**QUESTIONS ON THE MATERIAL:**
A) Condense the paragraph beginning "In 2003, Texas Governor Rick Perry" from the passage below on the Paul L. Foster School of Medicine, or recast it as a list, keeping its main facts.
B) Carry the history of the Paul L. Foster School of Medicine, given below, forward from its final sentence.

**DOCUMENT PASSAGE:**
◆ ◆ ◆ ◆ ◆

The Paul L. Foster School of Medicine is a medical school of Texas Tech University Health Sciences Center El Paso located in El Paso, Texas. It is the 9th medical school in the state of Texas, and the medical school is the first one to open in almost four decades.

==History==
The TTUHSC has had a regional campus at this location since 1973 and has been training a large number of 3rd and 4th year medical students since this time. The facility now has approximately 1,200 faculty and staff members. For its first 35 years, only third- and fourth-year medical students, along with residents, could train in the campus's eight accredited programs. However, in February 2008, the school received full accreditation, allowing it to accept first- and second-year medical students into its postgraduate medical training.

In 1998, TTUHSC El Paso celebrated 25 years serving the El Paso community. The following year, then-Texas Tech System Chancellor
John T. Montford shared with the Board of Regents a vision for a full-fledged four-year medical school in El Paso to help alleviate a severe
shortage of physicians in the area. Currently, there are less than 110 physicians for every 100,000 people in El Paso. The national average is
198 physicians per 100,000 patients. The Texas average is only 150 per 100,000. Studies have shown that most medical students remain in
the region in which they received their education to establish their practices. The addition of the first two years of the medical school would
allow students from El Paso and nearby regions to complete their education near home, in hopes of retaining doctors in the area.

In 2001, longtime community philanthropists J.O. and Marlene Stewart donated 10.2 acres of land near the HSC for the new medical
campus. The Paso del Norte Foundation approved a $1.25 million scholarship grant program for local students contingent on the
approval of the four-year medical school.

During the 2001 Texas Legislative Session (77th), the El Paso legislative delegation secured $40 million in tuition revenue bonds for the research facility, one of three buildings on the new campus, just a short walk from the Texas Tech University Health Sciences Center—as well as an $11 million clinic expansion project that took about two years, and added a third floor on the present TTUHSC El Paso Medical Center building.

In 2002, the Paso del Norte Health Foundation announced a $1.25 million scholarship/grant loan program for TTUHSC El Paso
students choosing to practice in El Paso.

In 2003, Texas Governor Rick Perry visited the El Paso campus for a ceremonial signing of House Bill 28, article 10, which
authorized Texas Tech to issue $45 million in tuition revenue bonds for the construction of a classroom/office building for a four-year
medical school at the El Paso campus. The governor also announced an additional $2 million in funding to finance start-up costs
and faculty salaries.

◆ ◆ ◆ ◆ ◆

Saved entries:
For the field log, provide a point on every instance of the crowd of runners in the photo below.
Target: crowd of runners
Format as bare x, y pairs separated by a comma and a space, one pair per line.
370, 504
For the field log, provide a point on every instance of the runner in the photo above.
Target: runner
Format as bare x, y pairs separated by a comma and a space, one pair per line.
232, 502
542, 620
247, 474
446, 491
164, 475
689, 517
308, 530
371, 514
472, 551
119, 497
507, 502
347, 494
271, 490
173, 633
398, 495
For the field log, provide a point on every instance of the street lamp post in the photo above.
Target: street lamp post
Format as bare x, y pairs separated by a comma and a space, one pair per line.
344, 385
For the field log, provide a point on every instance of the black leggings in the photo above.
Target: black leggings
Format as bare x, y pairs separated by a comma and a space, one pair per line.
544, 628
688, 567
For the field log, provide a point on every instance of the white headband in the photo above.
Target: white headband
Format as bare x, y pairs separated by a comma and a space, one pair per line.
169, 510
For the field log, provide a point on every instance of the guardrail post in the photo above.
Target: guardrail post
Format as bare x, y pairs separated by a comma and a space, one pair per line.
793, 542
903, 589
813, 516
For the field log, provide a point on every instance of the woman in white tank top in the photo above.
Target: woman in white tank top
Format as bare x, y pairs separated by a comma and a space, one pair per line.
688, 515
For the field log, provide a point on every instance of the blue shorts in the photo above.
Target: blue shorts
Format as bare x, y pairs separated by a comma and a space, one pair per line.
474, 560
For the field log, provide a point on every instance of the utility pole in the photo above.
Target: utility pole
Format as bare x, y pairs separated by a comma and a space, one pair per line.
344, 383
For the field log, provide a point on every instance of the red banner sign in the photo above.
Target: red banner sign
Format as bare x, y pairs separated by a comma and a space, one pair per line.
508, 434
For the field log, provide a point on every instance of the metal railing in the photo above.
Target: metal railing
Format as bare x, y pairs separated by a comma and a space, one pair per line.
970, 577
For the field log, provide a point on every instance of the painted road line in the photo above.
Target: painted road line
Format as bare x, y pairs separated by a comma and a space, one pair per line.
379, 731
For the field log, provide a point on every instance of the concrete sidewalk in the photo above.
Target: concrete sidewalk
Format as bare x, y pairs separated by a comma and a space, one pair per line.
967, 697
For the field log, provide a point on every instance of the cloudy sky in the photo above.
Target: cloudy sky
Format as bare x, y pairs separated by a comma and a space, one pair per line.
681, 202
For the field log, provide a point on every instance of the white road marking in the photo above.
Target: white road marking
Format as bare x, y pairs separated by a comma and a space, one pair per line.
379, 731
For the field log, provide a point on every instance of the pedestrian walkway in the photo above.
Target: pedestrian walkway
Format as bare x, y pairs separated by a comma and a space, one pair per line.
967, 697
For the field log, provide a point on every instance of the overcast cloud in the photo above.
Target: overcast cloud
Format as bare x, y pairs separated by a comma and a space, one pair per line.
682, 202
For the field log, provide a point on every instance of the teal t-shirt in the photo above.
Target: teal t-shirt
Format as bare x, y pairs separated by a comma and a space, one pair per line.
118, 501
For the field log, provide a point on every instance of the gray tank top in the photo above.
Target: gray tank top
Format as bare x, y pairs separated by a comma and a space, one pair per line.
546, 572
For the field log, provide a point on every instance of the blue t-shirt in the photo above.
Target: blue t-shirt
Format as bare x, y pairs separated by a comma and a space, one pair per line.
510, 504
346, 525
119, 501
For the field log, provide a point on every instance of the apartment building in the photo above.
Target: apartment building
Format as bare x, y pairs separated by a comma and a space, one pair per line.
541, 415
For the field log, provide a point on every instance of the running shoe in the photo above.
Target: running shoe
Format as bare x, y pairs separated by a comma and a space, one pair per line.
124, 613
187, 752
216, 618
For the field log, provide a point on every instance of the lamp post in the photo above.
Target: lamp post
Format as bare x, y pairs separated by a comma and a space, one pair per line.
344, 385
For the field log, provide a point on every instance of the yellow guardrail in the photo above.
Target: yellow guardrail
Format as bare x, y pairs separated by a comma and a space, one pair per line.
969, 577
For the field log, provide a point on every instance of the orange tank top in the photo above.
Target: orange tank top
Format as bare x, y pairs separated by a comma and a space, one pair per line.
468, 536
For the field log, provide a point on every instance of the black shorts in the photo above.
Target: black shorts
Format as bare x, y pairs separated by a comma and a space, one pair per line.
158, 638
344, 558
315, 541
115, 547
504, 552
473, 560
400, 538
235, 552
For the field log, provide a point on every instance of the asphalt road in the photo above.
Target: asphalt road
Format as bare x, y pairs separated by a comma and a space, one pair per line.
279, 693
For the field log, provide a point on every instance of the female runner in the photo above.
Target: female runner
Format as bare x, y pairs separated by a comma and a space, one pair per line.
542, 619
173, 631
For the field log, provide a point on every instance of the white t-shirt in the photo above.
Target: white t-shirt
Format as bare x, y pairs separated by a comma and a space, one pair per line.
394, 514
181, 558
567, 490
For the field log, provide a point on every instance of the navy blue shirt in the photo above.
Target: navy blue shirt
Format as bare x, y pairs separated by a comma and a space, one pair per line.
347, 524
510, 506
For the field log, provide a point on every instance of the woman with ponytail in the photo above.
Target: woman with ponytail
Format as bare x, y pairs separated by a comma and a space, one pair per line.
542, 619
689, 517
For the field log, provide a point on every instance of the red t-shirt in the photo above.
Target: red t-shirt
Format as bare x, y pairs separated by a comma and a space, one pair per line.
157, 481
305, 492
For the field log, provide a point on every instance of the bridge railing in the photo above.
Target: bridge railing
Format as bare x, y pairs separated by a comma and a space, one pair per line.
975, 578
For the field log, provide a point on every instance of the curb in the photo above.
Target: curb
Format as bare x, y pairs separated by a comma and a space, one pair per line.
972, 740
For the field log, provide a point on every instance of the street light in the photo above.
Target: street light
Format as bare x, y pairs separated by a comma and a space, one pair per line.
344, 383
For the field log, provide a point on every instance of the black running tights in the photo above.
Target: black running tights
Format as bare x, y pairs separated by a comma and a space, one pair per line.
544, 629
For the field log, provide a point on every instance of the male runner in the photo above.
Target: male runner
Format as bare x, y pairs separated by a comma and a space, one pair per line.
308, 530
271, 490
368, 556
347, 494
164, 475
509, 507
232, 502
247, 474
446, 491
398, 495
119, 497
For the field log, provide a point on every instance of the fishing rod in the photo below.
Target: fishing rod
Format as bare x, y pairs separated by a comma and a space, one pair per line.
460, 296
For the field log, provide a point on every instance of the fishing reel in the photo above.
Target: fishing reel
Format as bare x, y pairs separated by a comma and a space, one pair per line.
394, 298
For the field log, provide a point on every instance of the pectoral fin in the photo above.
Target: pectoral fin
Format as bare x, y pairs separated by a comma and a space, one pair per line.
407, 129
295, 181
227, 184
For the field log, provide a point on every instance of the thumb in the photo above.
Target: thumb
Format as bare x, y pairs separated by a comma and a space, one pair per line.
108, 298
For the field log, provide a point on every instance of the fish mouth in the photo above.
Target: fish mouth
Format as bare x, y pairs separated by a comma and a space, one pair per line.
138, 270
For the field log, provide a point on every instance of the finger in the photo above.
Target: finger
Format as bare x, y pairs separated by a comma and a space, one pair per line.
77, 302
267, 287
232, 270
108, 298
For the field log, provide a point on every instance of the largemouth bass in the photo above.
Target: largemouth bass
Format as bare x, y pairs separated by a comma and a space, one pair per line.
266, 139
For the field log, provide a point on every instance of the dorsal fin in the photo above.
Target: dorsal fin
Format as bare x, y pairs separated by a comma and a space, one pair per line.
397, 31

◆ ◆ ◆ ◆ ◆

**RESPONSE LIST:**
A)
- In 2003, Governor Rick Perry came to the El Paso campus for a ceremonial signing of House Bill 28, article 10.
- The bill authorized Texas Tech to issue $45 million in tuition revenue bonds to build a classroom/office building for a four-year medical school in El Paso.
- Perry also announced $2 million more to cover start-up costs and faculty salaries.

B)
On December 9, 2003, the ground breaking for El Paso Medical Science Building I took place, and two years later in January 2006, a ribbon cutting followed. The 93,000 square-foot facility houses research on diabetes, cancer, environmental health and
infectious diseases, as well as a repository dedicated to data on Hispanic health and a genomic facility to link hereditary diseases in
families.

In November 2007 The Paul L. Foster School of Medicine celebrated a ribbon cutting for the second of the three buildings that will compose the medical school. This building was the Medical Education Building (MEB) of the Paul L. Foster School of Medicine at Texas Tech University Health Sciences Center. According to their website, the MEB is a four-story building with "125,000 sq. ft., and includes a student services area, cafeteria, food prep area, classrooms, a library, evaluation areas, small group rooms, clinical skills areas, a simulation room, basic science labs and a gross anatomy lab. The first four-year medical school class is anticipated to be seated in August 2009."

==Curriculum==
The Paul L. Foster School of Medicine curriculum is designed in a way where the medical students at the school will take four classes at the same time during their first two clinical science years. These core classes are scientific principles of medicine; society, community and individual; medical skills; and a masters' colloquium.

As compared to other medical education programs that stress months of studying microbiology and human anatomy, the curriculum is designed so that students will learn about symptoms such as ear infection, chest pain, shortness of breath, and stomach pain. They will need to identify the cause and the details of each cause and symptom. Through this process the relevant anatomy, microbiology, biochemistry, as well as the other traditional subjects will be integrated into the cases presentations of the 120 clinical scenarios.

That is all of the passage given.